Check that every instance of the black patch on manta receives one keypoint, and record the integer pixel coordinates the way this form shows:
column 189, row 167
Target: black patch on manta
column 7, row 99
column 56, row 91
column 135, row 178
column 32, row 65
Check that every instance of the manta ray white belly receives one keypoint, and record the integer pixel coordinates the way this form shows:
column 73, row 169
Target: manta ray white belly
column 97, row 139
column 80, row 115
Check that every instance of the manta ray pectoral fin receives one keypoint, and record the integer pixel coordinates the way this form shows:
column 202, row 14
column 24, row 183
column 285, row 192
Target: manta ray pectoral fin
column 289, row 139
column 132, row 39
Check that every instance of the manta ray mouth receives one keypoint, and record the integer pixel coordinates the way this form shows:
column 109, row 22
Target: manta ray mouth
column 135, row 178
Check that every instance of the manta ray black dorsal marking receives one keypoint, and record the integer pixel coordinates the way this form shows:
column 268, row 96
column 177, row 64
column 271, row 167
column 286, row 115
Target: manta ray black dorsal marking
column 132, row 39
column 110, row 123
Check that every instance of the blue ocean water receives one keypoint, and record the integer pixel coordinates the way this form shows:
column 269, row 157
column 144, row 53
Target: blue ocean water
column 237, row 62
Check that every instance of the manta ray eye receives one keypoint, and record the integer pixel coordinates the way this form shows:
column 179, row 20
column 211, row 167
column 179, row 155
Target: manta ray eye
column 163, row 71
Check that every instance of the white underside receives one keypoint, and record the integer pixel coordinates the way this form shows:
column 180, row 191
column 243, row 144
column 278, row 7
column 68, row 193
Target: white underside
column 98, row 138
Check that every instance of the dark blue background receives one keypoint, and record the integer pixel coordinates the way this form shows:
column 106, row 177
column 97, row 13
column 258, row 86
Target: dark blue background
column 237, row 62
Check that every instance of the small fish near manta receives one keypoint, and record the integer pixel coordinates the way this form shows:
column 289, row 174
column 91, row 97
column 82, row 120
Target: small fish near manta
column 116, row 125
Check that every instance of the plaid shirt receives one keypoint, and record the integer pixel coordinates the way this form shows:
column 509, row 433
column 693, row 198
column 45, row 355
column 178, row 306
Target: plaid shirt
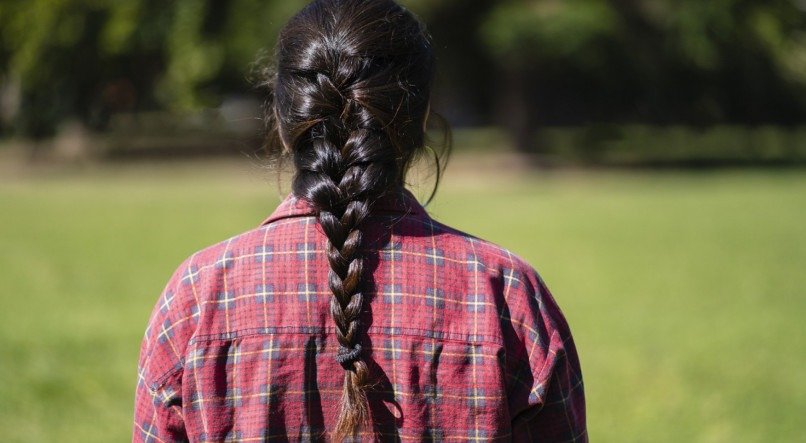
== == ==
PROBLEM DETAILS - Report back each line in the material above that contains the string "shirt".

ANSWER TO THIS PROBLEM -
Check that every instance of the plaid shirt receives one keypoint, and record the integer pixel coordinates the way this form shows:
Target: plaid shirt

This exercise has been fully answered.